*** Available data

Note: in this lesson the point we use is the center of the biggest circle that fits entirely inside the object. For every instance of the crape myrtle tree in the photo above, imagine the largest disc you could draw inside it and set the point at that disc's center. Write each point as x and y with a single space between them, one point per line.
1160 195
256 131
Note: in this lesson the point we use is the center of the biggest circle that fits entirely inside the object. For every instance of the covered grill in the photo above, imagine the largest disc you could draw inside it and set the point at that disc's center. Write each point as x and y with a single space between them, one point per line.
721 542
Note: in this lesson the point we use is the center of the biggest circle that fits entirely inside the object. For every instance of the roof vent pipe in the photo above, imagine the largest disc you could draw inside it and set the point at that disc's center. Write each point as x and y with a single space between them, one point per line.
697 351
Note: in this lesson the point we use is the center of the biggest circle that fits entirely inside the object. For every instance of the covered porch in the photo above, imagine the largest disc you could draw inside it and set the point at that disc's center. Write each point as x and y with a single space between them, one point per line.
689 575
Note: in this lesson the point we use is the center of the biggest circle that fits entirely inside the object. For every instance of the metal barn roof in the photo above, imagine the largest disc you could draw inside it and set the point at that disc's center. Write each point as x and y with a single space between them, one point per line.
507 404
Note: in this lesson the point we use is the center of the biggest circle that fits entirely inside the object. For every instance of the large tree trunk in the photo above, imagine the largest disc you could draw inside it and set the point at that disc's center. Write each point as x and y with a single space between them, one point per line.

******

What this task involves
Each line from the one containing "the covered porch" to the end of the records should be echoed exactly, and no other line.

Finished answer
Note: in this lesson the point we use is the center of the biggest circle that fits entirely inside the object. For every instance of the covered porch in the photo above, imagine the largest disc you could draw inside it and set the point at that disc's center. Write each point as x and y with a single space between them, one point per line.
689 575
Note: in this lesson the point we use is the center of the biggest circle that fits entirely inside the object. For every instance of the metal barn roof in the photo above, imagine the largest disc you could draw inside it and set the point at that disc's center. Write each point as x and y with a single space between them, one point per line.
507 404
Note: in this lesson the point we use is the center of the biggest circle that fits entirely inside the object. For every instance of the large tree trunk in the photo above, imagine the largest disc you could draw inside it and set the point at that disc's center. Write each point as x and y with a single space between them, one point per line.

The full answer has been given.